**Given problem**
Render every line of the records below as a numbered list, skipping any blank lines.

**Information shown**
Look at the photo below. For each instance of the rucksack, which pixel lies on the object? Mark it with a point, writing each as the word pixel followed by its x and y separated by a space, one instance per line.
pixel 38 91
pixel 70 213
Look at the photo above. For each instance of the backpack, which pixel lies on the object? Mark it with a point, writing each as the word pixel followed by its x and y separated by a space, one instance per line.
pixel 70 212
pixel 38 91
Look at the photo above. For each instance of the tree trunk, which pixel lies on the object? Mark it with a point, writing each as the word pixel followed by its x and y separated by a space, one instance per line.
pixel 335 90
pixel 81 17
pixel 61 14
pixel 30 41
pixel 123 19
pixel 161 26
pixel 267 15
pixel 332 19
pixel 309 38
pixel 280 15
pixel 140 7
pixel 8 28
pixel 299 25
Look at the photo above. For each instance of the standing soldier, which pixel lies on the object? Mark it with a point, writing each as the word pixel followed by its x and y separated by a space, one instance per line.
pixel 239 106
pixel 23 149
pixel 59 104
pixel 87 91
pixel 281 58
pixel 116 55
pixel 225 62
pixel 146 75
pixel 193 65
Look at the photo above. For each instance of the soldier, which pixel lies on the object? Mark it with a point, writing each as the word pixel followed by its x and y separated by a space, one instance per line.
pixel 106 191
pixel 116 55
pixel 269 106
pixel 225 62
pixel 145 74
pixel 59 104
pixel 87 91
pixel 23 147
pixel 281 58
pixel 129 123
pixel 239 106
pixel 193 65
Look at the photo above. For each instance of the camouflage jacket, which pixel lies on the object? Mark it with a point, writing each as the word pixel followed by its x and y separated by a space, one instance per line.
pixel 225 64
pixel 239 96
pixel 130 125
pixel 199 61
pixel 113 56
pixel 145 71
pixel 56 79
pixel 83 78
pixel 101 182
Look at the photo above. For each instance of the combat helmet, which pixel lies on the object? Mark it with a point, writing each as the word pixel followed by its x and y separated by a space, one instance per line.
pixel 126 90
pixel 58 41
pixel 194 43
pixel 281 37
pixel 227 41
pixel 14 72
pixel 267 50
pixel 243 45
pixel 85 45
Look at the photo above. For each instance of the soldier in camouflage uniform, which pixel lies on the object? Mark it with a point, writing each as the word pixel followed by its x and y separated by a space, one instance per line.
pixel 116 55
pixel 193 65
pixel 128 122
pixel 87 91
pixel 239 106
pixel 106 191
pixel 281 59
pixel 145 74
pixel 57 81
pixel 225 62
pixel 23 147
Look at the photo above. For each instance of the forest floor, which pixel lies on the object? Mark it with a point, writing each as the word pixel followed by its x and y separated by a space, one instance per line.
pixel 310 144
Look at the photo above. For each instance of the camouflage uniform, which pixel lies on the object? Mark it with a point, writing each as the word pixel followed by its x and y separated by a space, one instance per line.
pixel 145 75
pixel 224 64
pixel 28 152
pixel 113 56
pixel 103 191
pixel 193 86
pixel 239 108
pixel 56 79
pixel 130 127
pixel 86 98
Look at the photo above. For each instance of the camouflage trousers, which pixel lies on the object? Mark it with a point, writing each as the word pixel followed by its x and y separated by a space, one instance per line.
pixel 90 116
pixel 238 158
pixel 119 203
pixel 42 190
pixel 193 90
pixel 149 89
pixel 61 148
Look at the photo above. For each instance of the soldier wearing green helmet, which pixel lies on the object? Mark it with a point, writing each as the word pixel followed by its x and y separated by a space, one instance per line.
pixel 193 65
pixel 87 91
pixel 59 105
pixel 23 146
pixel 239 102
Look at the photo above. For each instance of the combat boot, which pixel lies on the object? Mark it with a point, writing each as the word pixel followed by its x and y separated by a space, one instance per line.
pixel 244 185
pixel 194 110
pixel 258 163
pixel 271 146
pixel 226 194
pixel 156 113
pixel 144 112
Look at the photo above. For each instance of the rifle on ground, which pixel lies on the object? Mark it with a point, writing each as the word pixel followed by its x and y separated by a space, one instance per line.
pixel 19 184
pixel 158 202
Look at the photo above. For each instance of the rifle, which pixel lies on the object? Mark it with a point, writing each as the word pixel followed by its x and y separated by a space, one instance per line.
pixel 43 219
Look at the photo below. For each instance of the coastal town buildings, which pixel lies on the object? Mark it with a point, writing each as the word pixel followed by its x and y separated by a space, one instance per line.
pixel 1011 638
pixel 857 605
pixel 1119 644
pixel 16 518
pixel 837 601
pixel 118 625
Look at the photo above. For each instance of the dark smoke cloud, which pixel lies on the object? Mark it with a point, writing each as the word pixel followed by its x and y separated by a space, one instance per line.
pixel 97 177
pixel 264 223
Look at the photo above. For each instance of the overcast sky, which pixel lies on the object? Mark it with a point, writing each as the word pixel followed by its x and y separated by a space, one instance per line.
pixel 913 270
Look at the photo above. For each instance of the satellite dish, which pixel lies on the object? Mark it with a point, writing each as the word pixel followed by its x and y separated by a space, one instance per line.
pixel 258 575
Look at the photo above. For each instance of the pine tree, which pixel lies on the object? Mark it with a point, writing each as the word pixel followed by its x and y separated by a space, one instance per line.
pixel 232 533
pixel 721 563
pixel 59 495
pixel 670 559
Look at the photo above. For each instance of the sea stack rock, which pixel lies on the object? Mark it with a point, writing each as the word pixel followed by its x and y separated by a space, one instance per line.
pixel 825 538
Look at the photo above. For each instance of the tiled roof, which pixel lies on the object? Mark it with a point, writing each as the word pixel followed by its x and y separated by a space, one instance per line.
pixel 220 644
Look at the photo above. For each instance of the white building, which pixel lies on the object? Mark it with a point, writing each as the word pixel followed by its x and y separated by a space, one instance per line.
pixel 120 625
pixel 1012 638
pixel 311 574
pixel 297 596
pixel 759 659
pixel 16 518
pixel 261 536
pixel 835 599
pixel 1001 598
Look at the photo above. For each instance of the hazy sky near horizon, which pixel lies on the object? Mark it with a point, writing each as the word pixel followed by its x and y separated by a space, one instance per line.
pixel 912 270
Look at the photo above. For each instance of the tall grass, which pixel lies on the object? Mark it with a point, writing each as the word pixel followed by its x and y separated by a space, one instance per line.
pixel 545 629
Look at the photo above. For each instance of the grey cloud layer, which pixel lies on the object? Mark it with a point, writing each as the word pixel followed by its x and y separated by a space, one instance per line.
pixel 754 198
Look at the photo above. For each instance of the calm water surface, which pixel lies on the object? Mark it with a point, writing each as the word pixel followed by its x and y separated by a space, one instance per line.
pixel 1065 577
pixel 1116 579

**Answer to this problem**
1. Look at the photo below. For each instance of the rucksack, which pixel lies on the object? Mark it with a point, writing each as the word pixel followed by its x and y separated by a space, one instance per line.
2. pixel 38 91
3. pixel 70 213
4. Look at the photo above. For each instance of the backpack, which pixel lies on the object? Mark it with a point, writing each as the word pixel followed by its x and y separated by a space, one instance per line.
5. pixel 70 212
6. pixel 38 91
7. Look at the photo above. For each instance of the tree trunk, which pixel lies on the object? Mark it with a point, writing each as the word pixel followed by its x and y separated by a space, one instance per line.
8. pixel 335 90
9. pixel 81 17
10. pixel 61 14
11. pixel 30 41
12. pixel 123 19
13. pixel 161 26
14. pixel 267 15
15. pixel 332 19
16. pixel 309 38
17. pixel 280 15
18. pixel 140 7
19. pixel 8 28
20. pixel 299 25
21. Look at the photo above. For each instance of the standing soldier, which pixel lies on the object? Mark it with a point, writing each as the word pixel followed by its x and y separated by a space, one instance per line.
22. pixel 239 106
23. pixel 23 149
24. pixel 59 104
25. pixel 87 91
26. pixel 281 58
27. pixel 116 55
28. pixel 225 62
29. pixel 146 75
30. pixel 193 65
31. Look at the photo above. For each instance of the soldier, which pixel lies on the object? Mark it with a point, writing each as the word pixel followed by its x and y separated by a space, one instance per line.
32. pixel 106 191
33. pixel 116 55
34. pixel 269 106
35. pixel 225 62
36. pixel 145 74
37. pixel 59 104
38. pixel 87 91
39. pixel 23 147
40. pixel 281 58
41. pixel 129 123
42. pixel 239 106
43. pixel 193 65
44. Look at the photo above. For each instance of the camouflage jacket, which pixel lies on the object? Mark it with a point, writing each as the word pixel followed by its x and y separated by a space, one instance per line.
45. pixel 225 64
46. pixel 239 96
47. pixel 130 125
48. pixel 199 61
49. pixel 113 56
50. pixel 145 71
51. pixel 56 79
52. pixel 83 78
53. pixel 101 182
54. Look at the photo above. For each instance of the combat helmet, which pixel lies on the object? Mark it with a point, writing each as the word pixel followed by its x and y separated by a space, one instance per line.
55. pixel 126 90
56. pixel 58 41
57. pixel 194 43
58. pixel 281 37
59. pixel 227 41
60. pixel 14 72
61. pixel 267 50
62. pixel 243 45
63. pixel 85 45
64. Look at the photo above. For each instance of the soldier in camouflage uniform, which pixel lies on the object? Mark it with a point, writing each as the word pixel followed by its x and y separated by a space, one instance per line.
65. pixel 116 55
66. pixel 193 65
67. pixel 128 122
68. pixel 87 91
69. pixel 239 106
70. pixel 106 191
71. pixel 281 59
72. pixel 145 74
73. pixel 57 81
74. pixel 225 62
75. pixel 23 147
76. Look at the photo above. For each instance of the forest floor, which pixel lies on the object? Mark it with a point, writing each as the word pixel followed by its x and y separated by a space, one instance per line.
77. pixel 310 144
78. Look at the photo above. For each instance of the camouflage uniform, which pixel lies on the object? Mark it with a point, writing each as the word pixel followed by its x and y separated by a space, one instance per line.
79. pixel 145 75
80. pixel 224 64
81. pixel 28 152
82. pixel 113 56
83. pixel 103 191
84. pixel 193 86
85. pixel 239 108
86. pixel 56 79
87. pixel 130 127
88. pixel 86 98
89. Look at the photo above. For each instance of the camouflage trousers, which pixel lies on the object? Mark it with a point, writing each as the word pixel followed by its x and y separated by a space, one instance per line.
90. pixel 90 116
91. pixel 238 158
92. pixel 119 203
93. pixel 42 190
94. pixel 193 90
95. pixel 149 89
96. pixel 61 148
97. Look at the photo above. For each instance of the soldier wearing green helmet, which pixel lies on the object? Mark it with a point, writing each as the word pixel followed by its x and y separated by a space, one instance per line.
98. pixel 193 65
99. pixel 87 91
100. pixel 59 105
101. pixel 23 146
102. pixel 239 102
103. Look at the photo above. For each instance of the combat boot, which pixel lies on the object? Mark it with a point, writing each as the word pixel followed by its x and y separated by a space, one instance per line.
104. pixel 244 185
105. pixel 194 110
106. pixel 258 163
107. pixel 271 146
108. pixel 226 194
109. pixel 156 113
110. pixel 144 112
111. Look at the photo above. For each instance of the rifle on ground, which pixel lies on the object? Mark it with a point, writing each as the word pixel followed by its x and y separated by a space, one instance per line.
112. pixel 19 184
113. pixel 158 202
114. Look at the photo above. For each instance of the rifle, which pixel lies on the object? Mark it with a point, writing each as the word pixel followed by its x and y separated by a space, one instance per line.
115. pixel 43 219
116. Look at the photo below. For each instance of the coastal town buildings, which pixel lies on the object? Mark it with a point, writing each as the word pixel followed by its x and y separated by a space, one instance per line.
117. pixel 1011 638
118. pixel 857 605
119. pixel 1119 644
120. pixel 16 518
121. pixel 837 601
122. pixel 118 625
123. Look at the photo above. For each instance of the dark smoke cloud, which pixel lies on the object? Mark it with a point, writing each as the word pixel followed by its x and y separated by a space, one instance per line.
124. pixel 97 177
125. pixel 264 223
126. Look at the photo above. For each instance of the overcast sky, which pixel lies on the object? Mark it with a point, writing each as the word pixel followed by its x and y separated by a space, one instance per line.
127. pixel 913 270
128. Look at the photo above. For each instance of the satellite dish, which pixel lies on the object? Mark it with a point, writing each as the word pixel followed by its x and y separated by a space, one instance per line.
129. pixel 258 575
130. Look at the photo above. For each instance of the pine tree, which pixel lies on the object? Mark it with a point, writing each as the word pixel followed by its x and y separated by a space, one instance per line.
131. pixel 232 533
132. pixel 721 563
133. pixel 59 495
134. pixel 670 559
135. Look at the photo above. For each instance of the sea stack rock, which pixel lies on the object? Mark it with a point, writing each as the word pixel followed by its x and y separated by a space, one instance per line.
136. pixel 825 538
137. Look at the photo above. For each instance of the tiled roof, which pixel lies on the object? Mark it with a point, writing each as the word pixel followed by its x and y separated by a space, one instance per line.
138. pixel 220 644
139. Look at the photo above. For each instance of the white building, which pixel lies on the object? Mark it with a point, writing each as the word pixel followed by its x and y separated by a space, one instance per line.
140. pixel 120 625
141. pixel 1012 638
142. pixel 311 574
143. pixel 297 596
144. pixel 759 659
145. pixel 16 518
146. pixel 261 536
147. pixel 835 599
148. pixel 1001 598
149. Look at the photo above. For each instance of the hazy sky near horizon, which pixel lies on the object? Mark it with a point, writing each as the word pixel followed by its x and y separated by a space, one instance per line.
150. pixel 912 270
151. Look at the photo above. For each instance of the tall grass, which pixel lies on the object? Mark it with a point, writing each as the word pixel followed by its x and y separated by a space, one instance per line.
152. pixel 545 629
153. Look at the photo above. For each instance of the grey cloud layer, which pixel lies on the object? Mark it with a point, writing each as the word pixel followed by its x and y separated by a space, one instance per line.
154. pixel 754 198
155. Look at the photo above. For each instance of the calm water surface, which pixel lies on the object? Mark it with a point, writing each as the word pixel followed by its x and y separated by a space, one instance per line.
156. pixel 1065 577
157. pixel 1116 579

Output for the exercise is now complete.